__WORK ORDER__: Each entry has to be set down again with no alteration.

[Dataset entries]
:::::

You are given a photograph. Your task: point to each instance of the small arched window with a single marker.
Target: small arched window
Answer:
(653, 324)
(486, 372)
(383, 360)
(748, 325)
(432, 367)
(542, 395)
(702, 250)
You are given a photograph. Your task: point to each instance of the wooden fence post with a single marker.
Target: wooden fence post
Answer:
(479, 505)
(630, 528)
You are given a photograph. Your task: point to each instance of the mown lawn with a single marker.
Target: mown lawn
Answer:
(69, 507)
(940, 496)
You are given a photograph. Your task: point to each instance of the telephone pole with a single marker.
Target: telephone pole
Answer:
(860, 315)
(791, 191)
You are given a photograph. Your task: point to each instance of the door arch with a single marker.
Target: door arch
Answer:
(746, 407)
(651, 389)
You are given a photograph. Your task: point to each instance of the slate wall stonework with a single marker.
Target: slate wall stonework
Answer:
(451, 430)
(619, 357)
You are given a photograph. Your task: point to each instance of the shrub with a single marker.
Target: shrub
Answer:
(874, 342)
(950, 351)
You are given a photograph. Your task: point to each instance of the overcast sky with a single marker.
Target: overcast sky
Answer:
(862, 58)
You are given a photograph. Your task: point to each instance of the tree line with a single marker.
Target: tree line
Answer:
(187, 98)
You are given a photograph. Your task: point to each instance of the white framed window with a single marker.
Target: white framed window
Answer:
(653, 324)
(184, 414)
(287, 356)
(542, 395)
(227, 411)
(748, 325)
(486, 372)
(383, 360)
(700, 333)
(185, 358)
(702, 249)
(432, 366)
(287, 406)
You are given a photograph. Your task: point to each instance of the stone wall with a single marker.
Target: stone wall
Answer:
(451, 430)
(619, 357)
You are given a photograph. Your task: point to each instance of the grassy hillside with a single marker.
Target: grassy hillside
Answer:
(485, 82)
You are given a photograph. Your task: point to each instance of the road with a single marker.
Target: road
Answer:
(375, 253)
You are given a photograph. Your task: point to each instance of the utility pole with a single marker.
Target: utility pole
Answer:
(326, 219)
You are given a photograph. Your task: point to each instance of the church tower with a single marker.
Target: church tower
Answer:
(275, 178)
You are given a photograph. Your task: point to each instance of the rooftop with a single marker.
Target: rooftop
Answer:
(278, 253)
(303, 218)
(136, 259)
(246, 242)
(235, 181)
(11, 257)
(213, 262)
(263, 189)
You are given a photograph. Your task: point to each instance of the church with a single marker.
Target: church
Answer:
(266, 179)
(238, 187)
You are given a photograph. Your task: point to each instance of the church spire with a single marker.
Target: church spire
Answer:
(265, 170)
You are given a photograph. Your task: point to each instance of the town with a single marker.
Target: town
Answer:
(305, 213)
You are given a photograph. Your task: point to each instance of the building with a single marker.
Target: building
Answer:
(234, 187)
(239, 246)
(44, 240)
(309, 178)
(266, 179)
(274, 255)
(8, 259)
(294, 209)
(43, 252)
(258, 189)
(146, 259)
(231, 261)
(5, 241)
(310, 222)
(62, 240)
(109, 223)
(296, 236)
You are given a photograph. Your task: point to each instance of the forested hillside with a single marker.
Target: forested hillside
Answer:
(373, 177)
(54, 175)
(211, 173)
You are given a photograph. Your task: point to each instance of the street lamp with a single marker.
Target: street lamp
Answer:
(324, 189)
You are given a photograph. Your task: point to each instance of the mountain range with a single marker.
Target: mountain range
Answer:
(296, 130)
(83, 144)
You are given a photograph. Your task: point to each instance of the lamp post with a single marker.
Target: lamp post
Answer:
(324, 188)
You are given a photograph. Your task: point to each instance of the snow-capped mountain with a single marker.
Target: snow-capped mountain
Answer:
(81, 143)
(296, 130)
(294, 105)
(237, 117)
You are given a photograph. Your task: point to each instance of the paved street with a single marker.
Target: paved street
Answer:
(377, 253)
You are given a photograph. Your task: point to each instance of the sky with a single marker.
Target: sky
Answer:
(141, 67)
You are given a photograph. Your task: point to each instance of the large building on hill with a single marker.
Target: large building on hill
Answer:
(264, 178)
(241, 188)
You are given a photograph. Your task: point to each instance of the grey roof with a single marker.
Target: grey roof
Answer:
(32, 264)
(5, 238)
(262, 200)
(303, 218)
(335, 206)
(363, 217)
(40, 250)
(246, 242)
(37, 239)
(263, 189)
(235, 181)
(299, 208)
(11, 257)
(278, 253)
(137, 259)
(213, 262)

:::::

__RESPONSE TO THE EXERCISE__:
You are given a photograph. Your task: point to each instance of the small arched window with a single marker.
Target: small arched window
Answer:
(653, 324)
(486, 372)
(383, 360)
(748, 325)
(432, 367)
(542, 395)
(702, 250)
You are given a photograph. Your task: point to each instance of the wooden fence post with a single marker.
Target: wooden fence post
Answer:
(479, 505)
(630, 528)
You are given a photograph. Your task: point to each instance of the mown lawn with a single marker.
Target: mown lawn
Answer:
(69, 507)
(940, 496)
You are given a photograph. Your task: point to each instance of the telephone pole with a single marker.
Target: telephone pole
Answer:
(860, 315)
(791, 191)
You are given a photograph. Your task: point to each instance of the door arch with a single marker.
Target: door arch
Answer:
(746, 407)
(651, 389)
You are given a photograph. Your task: point to each instance of the slate wall stonework with a single marker.
Target: slate wall stonework
Answer:
(451, 430)
(619, 357)
You are given a photograph. Your task: point to each instance of the shrub with a single marker.
Target: shrub
Answer:
(874, 342)
(950, 351)
You are given a photograph. Your task: point to each instance of the overcast sky with a single marker.
Target: overcast sky
Answer:
(862, 58)
You are given a photograph. Your task: point to each instance of the tree line with a single marker.
Target: tree line
Answer:
(187, 98)
You are given a photograph. Your task: point to each instance of the white framed window with a single marker.
Target: white framed window
Answer:
(653, 324)
(184, 414)
(287, 356)
(542, 395)
(227, 411)
(748, 325)
(486, 372)
(383, 360)
(700, 333)
(185, 358)
(702, 249)
(432, 366)
(287, 406)
You are given a photograph. Your task: point to each instance of the stone wall with a single marker.
Target: stone wall
Answer:
(451, 430)
(619, 357)
You are given a photograph. Your task: point to each instance of the grassy hillside with a single marker.
Target: grassy hillside
Answer:
(485, 82)
You are given a photograph. Your task: point to each instance of the road with a single marker.
Target: road
Answer:
(375, 253)
You are given a photograph. Your task: point to each instance of the utility pole with a single marker.
Target: utility pole
Answer:
(326, 219)
You are given a photograph. Your task: point to each instance of the church tower with a single marker.
Target: church tower
Answer:
(275, 178)
You are given a photograph. Your task: point to each instance of the rooftop with a single marker.
Target: rooftop
Answer:
(278, 253)
(303, 218)
(136, 259)
(246, 242)
(235, 181)
(11, 257)
(213, 262)
(263, 189)
You are given a photograph. Your task: point to each instance of the church with a single marker.
Target: church
Answer:
(266, 179)
(238, 187)
You are given a photograph. Your task: point to each instance of the church spire with a single marker.
Target: church spire
Answer:
(265, 170)
You are given a photograph. Your task: point to each instance of the town with a single marker.
Target: town
Answer:
(305, 213)
You are given a photograph. Your task: point to each instance of the building with a single marker.
Target: building
Answer:
(234, 187)
(239, 246)
(44, 240)
(309, 178)
(266, 179)
(274, 255)
(8, 259)
(294, 209)
(43, 252)
(258, 189)
(146, 259)
(231, 261)
(5, 241)
(310, 222)
(62, 240)
(109, 223)
(296, 236)
You are given a photograph. Your task: point to each instance of the forested hillside with a single marker.
Target: forested hillside
Answer:
(373, 177)
(54, 175)
(211, 173)
You are given a photograph. Your task: point to each instance of the street lamp with a single marker.
Target: street lamp
Answer:
(324, 189)
You are given a photograph. Your task: point to each instance of the mountain range with a single marker.
Target: mountain range
Answer:
(296, 130)
(83, 144)
You are given a photograph. Your task: point to each instance of the lamp post with a single marker.
Target: lamp post
Answer:
(324, 188)
You are given a photograph. Your task: point to each instance of the snow-capped mountain with a single marker.
Target: snow-capped mountain
Answer:
(81, 143)
(296, 130)
(294, 105)
(237, 117)
You are given a photograph. Your task: point to each instance of the paved street with a single marker.
Target: paved street
Answer:
(377, 253)
You are given a photograph. Your task: point to each instance of the sky with a single marker.
Target: sky
Answer:
(141, 67)
You are given a photograph. Your task: point to each instance of the large building on hill with a single marker.
Target: large building on hill
Answer:
(264, 178)
(241, 188)
You are given a photograph. Your task: point to each instance of the grey roof with a single marker.
Target: grey roof
Answer:
(32, 264)
(5, 238)
(262, 200)
(303, 218)
(335, 206)
(363, 217)
(40, 250)
(246, 242)
(37, 239)
(263, 189)
(235, 181)
(299, 208)
(11, 257)
(278, 253)
(137, 259)
(213, 262)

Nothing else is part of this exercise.